**FRAGMENT TEKSTU:**
========================================

APTOPIX Haiti Disease Outbreak

Epidemie od zarania stanowiły zmorę ludzkości. Dżuma, tyfus, grypa czy ostatnia plaga jaką jest AIDS w sposób wyjątkowo okrutny dziesiątkowały populację świata. Jednak po pokonaniu konkretnej zarazy w sposób naturalny bądź farmakologiczny raczej nie zdarzał się (poza grypą, w przypadku której powstawały nowe odmiany) powrót konkretnej zakaźnej choroby. Niestety teraz odrodził się epidemiologiczny kataklizm XIX wieku. W tamtym stuleciu cholera zabiła aż 40 mln ludzi. Teraz wybuchła na Haiti, a liczba śmiertelnych ofiar rośnie z dnia na dzień. W ciągu miesiąca zmarło tam na cholerę ponad 1.000 osób. Zdesperowana ludność tego ostatnio wyjątkowo pechowego kraju karaibskiego (w wyniku trzęsienia ziemi z 12 stycznia br. zginęło około 300 tysięcy osób) buntuje się i na Haiti dochodzi do zamieszek. Spokoju pilnują żołnierze ONZ, niemniej to właśnie im przypisuje się winę za sprowadzenie do tego jednego z najbiedniejszych zakątków świata epidemii. Sytuacja zdaje się wymykać spod kontroli.

Bilans ofiar śmiertelnych szalejącej od połowy października epidemii cholery na Haiti przekroczył tysiąc osób. Jak podało haitańskie ministerstwo zdrowia, do tej pory zmarły 1.034 osoby.

Ministerstwo poinformowało, że do szpitali przyjęto 16.799 osób. W stolicy kraju Port-au-Prince było 38 zgonów.

Najszybciej choroba rozprzestrzenia się w slumsach, gdzie – zwłaszcza po styczniowym trzęsieniu ziemi – warunki sanitarne są katastrofalne; brakuje tam toalet i czystej wody. Od dziesięcioleci na Haiti nie było cholery, dlatego też ludzie nie wiedzą, jak się przed nią bronić.

– Obawiamy się, że wkrótce w tym kraju zachoruje na cholerę 200 tysięcy ludzi, a może nawet więcej – powiedział w Nowym Jorku Nigel Fisher, koordynator ONZ ds. pomocy dla Haiti, najbiedniejszego kraju obydwu Ameryk.

Wczoraj w dwóch miastach – Hinche i Cap Haitien – miejscowa ludność zaatakowała kamieniami żołnierzy misji stabilizacyjnej ONZ. Doszło do gwałtownych starć tysięcy demonstrantów z policją i oddziałami ONZ. Dwie osoby zginęły, a co najmniej 12 zostało rannych. Wcześniej protestujący oskarżali żołnierzy ONZ z Nepalu o sprowadzenie cholery na Haiti i żądali ich wyjazdu. Własnemu rządowi zarzucali bezczynność w walce z epidemią.

========================================

**ZADANIE 1:** Ile osób przyjęto do szpitali według haitańskiego ministerstwa zdrowia, jak podaje tekst o epidemii cholery na Haiti?
**ZADANIE 2:** Wypisz wszystkie choroby wymienione z nazwy w tekście o epidemii cholery na Haiti.

========================================

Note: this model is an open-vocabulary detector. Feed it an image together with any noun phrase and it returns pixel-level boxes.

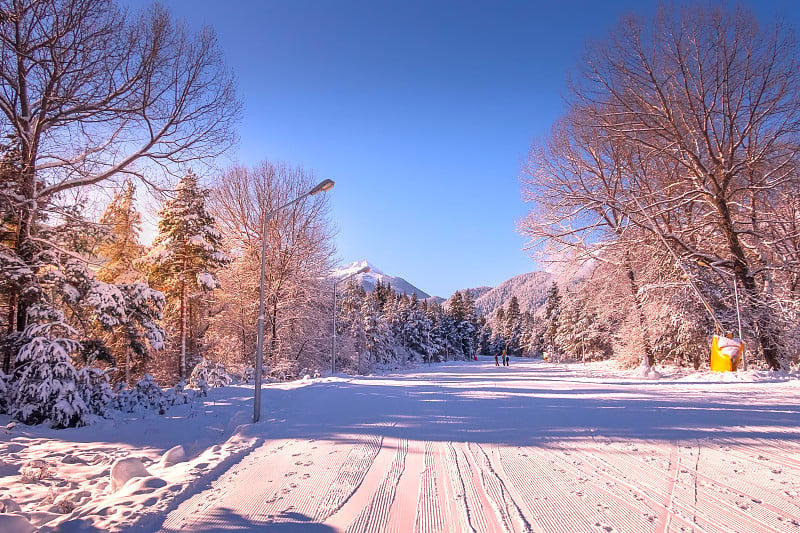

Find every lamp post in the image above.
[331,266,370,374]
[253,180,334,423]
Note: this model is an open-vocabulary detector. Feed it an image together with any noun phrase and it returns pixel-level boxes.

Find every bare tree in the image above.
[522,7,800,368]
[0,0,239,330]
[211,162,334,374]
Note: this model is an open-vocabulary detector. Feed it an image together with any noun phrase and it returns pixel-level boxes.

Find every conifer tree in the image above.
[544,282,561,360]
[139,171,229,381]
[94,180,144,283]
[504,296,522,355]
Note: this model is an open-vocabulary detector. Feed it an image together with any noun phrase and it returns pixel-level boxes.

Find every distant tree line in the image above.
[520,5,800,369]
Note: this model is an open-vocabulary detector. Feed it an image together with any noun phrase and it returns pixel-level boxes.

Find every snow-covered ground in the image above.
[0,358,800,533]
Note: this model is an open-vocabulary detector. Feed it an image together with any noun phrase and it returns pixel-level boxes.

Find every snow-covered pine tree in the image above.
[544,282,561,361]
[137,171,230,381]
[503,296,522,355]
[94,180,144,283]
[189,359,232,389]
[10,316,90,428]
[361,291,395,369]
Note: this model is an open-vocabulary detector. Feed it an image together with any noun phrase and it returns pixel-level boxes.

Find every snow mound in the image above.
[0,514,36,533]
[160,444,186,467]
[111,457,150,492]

========================================

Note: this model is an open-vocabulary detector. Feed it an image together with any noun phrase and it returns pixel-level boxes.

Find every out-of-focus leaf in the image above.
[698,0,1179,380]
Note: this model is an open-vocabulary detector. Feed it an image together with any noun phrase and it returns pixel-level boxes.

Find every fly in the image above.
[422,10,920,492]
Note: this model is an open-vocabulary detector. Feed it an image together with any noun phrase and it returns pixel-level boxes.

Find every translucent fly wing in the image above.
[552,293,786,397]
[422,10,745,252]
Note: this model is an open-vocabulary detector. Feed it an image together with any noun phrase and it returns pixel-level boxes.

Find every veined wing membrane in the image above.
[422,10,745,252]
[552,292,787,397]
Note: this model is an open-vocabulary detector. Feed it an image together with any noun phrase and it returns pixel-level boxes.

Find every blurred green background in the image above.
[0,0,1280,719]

========================================

**ODPOWIEDŹ 1:** Do szpitali przyjęto 16.799 osób.

**ODPOWIEDŹ 2:** Dżuma, tyfus, grypa, AIDS, cholera.